Write out every one of the items below word for word, with no changes.

[Saved entries]
________________________________________
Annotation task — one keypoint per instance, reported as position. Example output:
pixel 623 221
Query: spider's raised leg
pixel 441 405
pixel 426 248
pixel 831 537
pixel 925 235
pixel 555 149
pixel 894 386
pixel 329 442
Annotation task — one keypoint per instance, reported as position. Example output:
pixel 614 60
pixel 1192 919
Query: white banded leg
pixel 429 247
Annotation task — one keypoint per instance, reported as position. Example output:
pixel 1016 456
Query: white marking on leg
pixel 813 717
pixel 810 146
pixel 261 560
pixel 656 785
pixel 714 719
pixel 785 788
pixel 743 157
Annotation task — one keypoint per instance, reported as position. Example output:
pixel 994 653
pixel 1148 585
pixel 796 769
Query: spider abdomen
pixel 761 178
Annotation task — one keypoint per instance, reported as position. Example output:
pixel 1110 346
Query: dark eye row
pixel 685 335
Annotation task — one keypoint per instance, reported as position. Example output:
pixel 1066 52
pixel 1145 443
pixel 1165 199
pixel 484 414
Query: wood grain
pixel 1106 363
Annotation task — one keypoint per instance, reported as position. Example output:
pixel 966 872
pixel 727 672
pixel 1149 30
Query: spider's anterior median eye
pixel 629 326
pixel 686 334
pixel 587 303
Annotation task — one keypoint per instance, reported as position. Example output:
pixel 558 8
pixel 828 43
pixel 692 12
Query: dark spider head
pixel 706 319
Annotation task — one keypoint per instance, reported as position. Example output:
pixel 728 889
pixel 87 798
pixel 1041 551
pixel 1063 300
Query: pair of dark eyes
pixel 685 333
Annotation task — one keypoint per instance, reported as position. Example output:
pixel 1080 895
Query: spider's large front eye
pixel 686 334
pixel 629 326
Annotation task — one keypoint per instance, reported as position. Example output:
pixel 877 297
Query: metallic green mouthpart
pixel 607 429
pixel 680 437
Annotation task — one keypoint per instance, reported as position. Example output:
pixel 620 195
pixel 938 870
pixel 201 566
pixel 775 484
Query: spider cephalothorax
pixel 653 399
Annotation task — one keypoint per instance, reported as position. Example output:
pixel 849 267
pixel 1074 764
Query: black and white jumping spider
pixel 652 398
________________________________________
■ Finished answer:
Annotation task — one keypoint per instance, reported as position. Example output:
pixel 623 221
Query: spider's raised leg
pixel 441 405
pixel 426 248
pixel 831 537
pixel 925 235
pixel 555 149
pixel 894 386
pixel 329 442
Annotation task — one keypoint per instance, reported as position. Example output:
pixel 614 60
pixel 1192 919
Query: white banded leg
pixel 429 247
Annotation task — one keypoint per instance, reported as position. Example output:
pixel 1016 456
Query: white marking on leg
pixel 813 717
pixel 810 146
pixel 261 560
pixel 656 785
pixel 714 719
pixel 785 788
pixel 743 157
Annotation task — one keypoint per instance, reported as position. Example output:
pixel 994 653
pixel 1148 585
pixel 796 769
Query: spider abdomen
pixel 761 178
Annotation task — one keypoint per instance, reported as position. Example output:
pixel 1110 346
Query: dark eye row
pixel 685 335
Annotation task — one keypoint per instance, reported as position. Example output:
pixel 1066 52
pixel 1145 443
pixel 1165 199
pixel 484 414
Query: wood grain
pixel 1106 363
Annotation task — one keypoint per instance, reported as position. Example output:
pixel 966 872
pixel 727 672
pixel 1149 30
Query: spider's anterior median eye
pixel 629 326
pixel 686 334
pixel 587 303
Annotation task — one keypoint per instance, reported as position. Example output:
pixel 558 8
pixel 828 43
pixel 692 12
Query: dark spider head
pixel 706 319
Annotation task — one keypoint per instance, reported as position. Example output:
pixel 728 889
pixel 87 798
pixel 1041 551
pixel 1063 300
Query: pair of dark eyes
pixel 685 333
Annotation task — one keypoint per instance, reported as position. Example output:
pixel 1080 895
Query: spider's large front eye
pixel 686 334
pixel 629 326
Annotation task — one keypoint per instance, reported as position. Example output:
pixel 877 297
Query: metallic green mouthpart
pixel 607 429
pixel 680 437
Annotation task — one keypoint per instance, reported as position. Example output:
pixel 620 195
pixel 938 870
pixel 201 566
pixel 775 484
Query: spider cephalothorax
pixel 653 399
Annotation task — one keypoint per instance, reported as position. Example output:
pixel 849 267
pixel 1074 764
Query: black and white jumping spider
pixel 652 398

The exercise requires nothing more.